_EXTRACTED MATERIAL_
↓↓↓

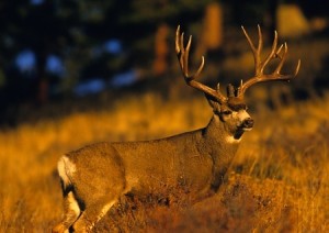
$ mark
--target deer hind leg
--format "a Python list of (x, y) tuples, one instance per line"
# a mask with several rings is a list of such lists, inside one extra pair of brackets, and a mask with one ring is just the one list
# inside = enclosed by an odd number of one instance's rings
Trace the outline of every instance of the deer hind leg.
[(97, 222), (99, 222), (111, 207), (115, 203), (114, 200), (99, 200), (93, 203), (87, 203), (86, 210), (80, 218), (75, 222), (72, 229), (75, 232), (91, 232)]
[(80, 208), (73, 192), (69, 191), (64, 197), (64, 218), (63, 221), (53, 229), (53, 233), (69, 232), (70, 226), (80, 215)]

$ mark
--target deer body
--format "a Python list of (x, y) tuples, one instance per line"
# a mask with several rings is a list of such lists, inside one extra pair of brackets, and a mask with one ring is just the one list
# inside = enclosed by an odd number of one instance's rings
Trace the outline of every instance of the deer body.
[[(259, 59), (256, 48), (243, 30), (256, 57), (256, 77), (239, 88), (229, 85), (227, 97), (219, 87), (214, 90), (197, 81), (204, 59), (195, 75), (188, 71), (188, 57), (191, 38), (183, 46), (183, 35), (177, 31), (177, 54), (185, 81), (202, 90), (213, 109), (213, 118), (206, 127), (182, 133), (167, 138), (125, 142), (98, 143), (68, 153), (58, 162), (58, 173), (64, 193), (65, 214), (53, 232), (75, 230), (90, 231), (94, 224), (118, 201), (120, 197), (155, 193), (163, 187), (183, 187), (196, 196), (216, 191), (238, 149), (246, 131), (253, 126), (243, 100), (245, 90), (264, 80), (287, 80), (293, 76), (280, 74), (285, 51), (276, 52), (276, 33), (272, 52), (264, 62)], [(274, 51), (274, 52), (273, 52)], [(263, 67), (279, 57), (279, 68), (271, 75), (263, 75)], [(299, 68), (297, 65), (295, 75)]]

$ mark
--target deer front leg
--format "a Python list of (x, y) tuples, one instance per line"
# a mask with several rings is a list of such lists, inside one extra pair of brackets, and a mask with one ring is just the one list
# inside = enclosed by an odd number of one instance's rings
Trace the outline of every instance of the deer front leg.
[(63, 233), (68, 232), (68, 229), (76, 222), (80, 214), (80, 208), (77, 200), (73, 197), (72, 191), (68, 192), (64, 197), (64, 219), (57, 224), (52, 232)]
[(86, 211), (82, 212), (80, 218), (73, 224), (73, 231), (91, 232), (95, 223), (106, 214), (114, 203), (114, 200), (109, 201), (107, 199), (102, 199), (86, 207)]

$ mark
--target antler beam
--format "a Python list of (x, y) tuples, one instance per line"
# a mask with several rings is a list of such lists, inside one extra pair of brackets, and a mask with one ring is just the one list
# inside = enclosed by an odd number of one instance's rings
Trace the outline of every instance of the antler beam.
[(219, 88), (215, 90), (195, 80), (195, 78), (200, 76), (204, 67), (204, 56), (202, 56), (201, 58), (201, 64), (196, 73), (194, 75), (189, 74), (189, 54), (190, 54), (191, 43), (192, 43), (192, 35), (189, 38), (188, 45), (184, 46), (184, 33), (181, 33), (180, 26), (178, 26), (175, 31), (175, 53), (186, 84), (197, 90), (203, 91), (205, 95), (215, 98), (217, 101), (222, 103), (226, 102), (227, 98), (219, 92)]
[[(257, 84), (257, 82), (262, 82), (262, 81), (290, 81), (290, 79), (294, 78), (299, 70), (300, 67), (300, 59), (297, 63), (295, 73), (293, 75), (282, 75), (281, 74), (281, 69), (283, 67), (283, 64), (286, 59), (286, 54), (287, 54), (287, 44), (284, 43), (282, 44), (279, 49), (276, 49), (277, 47), (277, 33), (276, 31), (274, 32), (274, 41), (272, 44), (272, 49), (270, 52), (270, 54), (266, 56), (266, 58), (264, 60), (261, 60), (261, 51), (263, 47), (263, 37), (262, 37), (262, 32), (260, 26), (258, 25), (258, 36), (259, 36), (259, 41), (258, 41), (258, 46), (256, 47), (254, 44), (252, 43), (250, 36), (248, 35), (247, 31), (245, 30), (243, 26), (241, 26), (247, 41), (249, 42), (249, 45), (251, 47), (251, 51), (253, 53), (253, 59), (254, 59), (254, 77), (250, 78), (246, 84), (242, 84), (241, 80), (241, 85), (238, 88), (238, 96), (242, 97), (246, 92), (246, 90)], [(283, 53), (282, 53), (282, 48)], [(273, 59), (279, 58), (280, 63), (277, 65), (277, 67), (275, 68), (275, 70), (271, 74), (264, 74), (264, 68), (265, 66)]]

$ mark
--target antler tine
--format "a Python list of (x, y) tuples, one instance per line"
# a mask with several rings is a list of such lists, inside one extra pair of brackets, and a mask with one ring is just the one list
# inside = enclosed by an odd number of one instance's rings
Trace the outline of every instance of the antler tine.
[(213, 97), (220, 103), (226, 102), (227, 98), (224, 97), (219, 91), (214, 90), (213, 88), (209, 88), (195, 80), (195, 78), (200, 76), (204, 67), (204, 56), (201, 57), (201, 64), (196, 73), (194, 75), (189, 75), (189, 54), (190, 54), (191, 44), (192, 44), (192, 36), (190, 36), (186, 46), (184, 46), (184, 33), (181, 33), (180, 26), (178, 26), (175, 31), (175, 53), (180, 62), (180, 67), (186, 84), (195, 89), (203, 91), (207, 96)]
[[(286, 59), (286, 55), (287, 55), (287, 44), (284, 43), (283, 45), (281, 45), (277, 51), (277, 32), (274, 31), (274, 40), (273, 40), (273, 44), (272, 44), (272, 48), (270, 54), (266, 56), (266, 58), (261, 62), (261, 48), (262, 48), (262, 34), (261, 34), (261, 30), (260, 26), (258, 25), (258, 34), (259, 34), (259, 44), (258, 44), (258, 48), (254, 47), (252, 41), (250, 40), (248, 33), (246, 32), (246, 30), (242, 27), (242, 31), (250, 44), (250, 47), (252, 49), (253, 56), (254, 56), (254, 66), (256, 66), (256, 74), (254, 77), (250, 78), (248, 81), (246, 81), (245, 84), (240, 84), (240, 87), (238, 88), (238, 96), (242, 97), (245, 91), (252, 85), (257, 84), (257, 82), (262, 82), (262, 81), (282, 81), (282, 80), (286, 80), (288, 81), (291, 78), (295, 77), (298, 74), (299, 67), (300, 67), (300, 59), (297, 63), (295, 73), (293, 75), (282, 75), (281, 74), (281, 69), (283, 67), (283, 64)], [(281, 55), (281, 52), (283, 49), (283, 54)], [(280, 63), (276, 66), (275, 70), (269, 75), (263, 74), (265, 66), (274, 58), (279, 58)]]

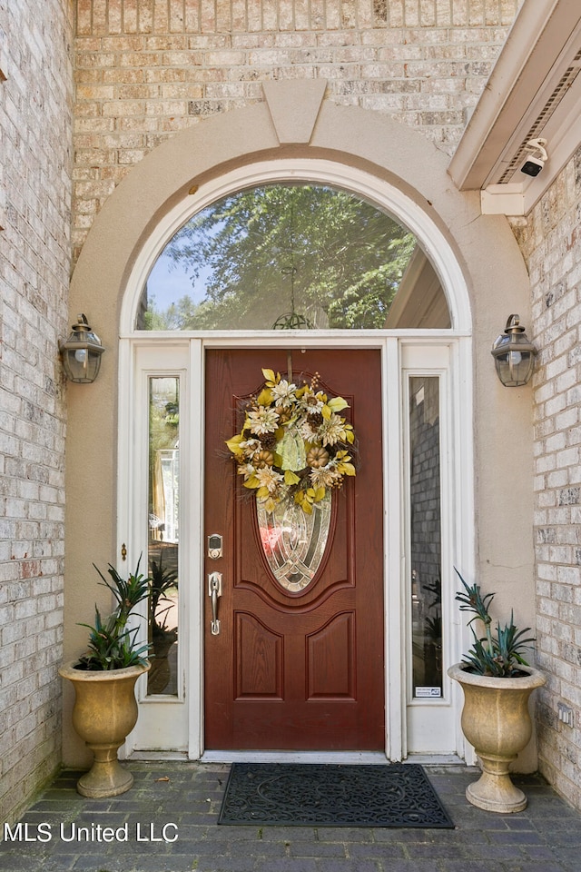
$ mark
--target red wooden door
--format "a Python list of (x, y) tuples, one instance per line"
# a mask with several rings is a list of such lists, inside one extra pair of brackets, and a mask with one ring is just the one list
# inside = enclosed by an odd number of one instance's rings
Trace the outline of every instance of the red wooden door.
[[(282, 338), (282, 337), (281, 337)], [(325, 556), (312, 580), (285, 590), (269, 568), (254, 494), (224, 441), (262, 368), (287, 372), (286, 351), (206, 357), (205, 746), (208, 749), (371, 750), (385, 746), (381, 384), (376, 350), (295, 350), (293, 380), (319, 372), (355, 428), (359, 465), (333, 492)], [(222, 574), (212, 635), (208, 577)], [(214, 628), (215, 629), (215, 628)]]

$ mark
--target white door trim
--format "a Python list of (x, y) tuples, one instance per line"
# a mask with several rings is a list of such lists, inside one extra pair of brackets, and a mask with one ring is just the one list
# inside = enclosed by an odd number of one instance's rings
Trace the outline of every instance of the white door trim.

↑↑↑

_WHAT YOU SHOULD DO_
Return each line of the items above that contains the word "white". Case counts.

_REPLY_
--target white door trim
Trace the outline of every instance of the white door trim.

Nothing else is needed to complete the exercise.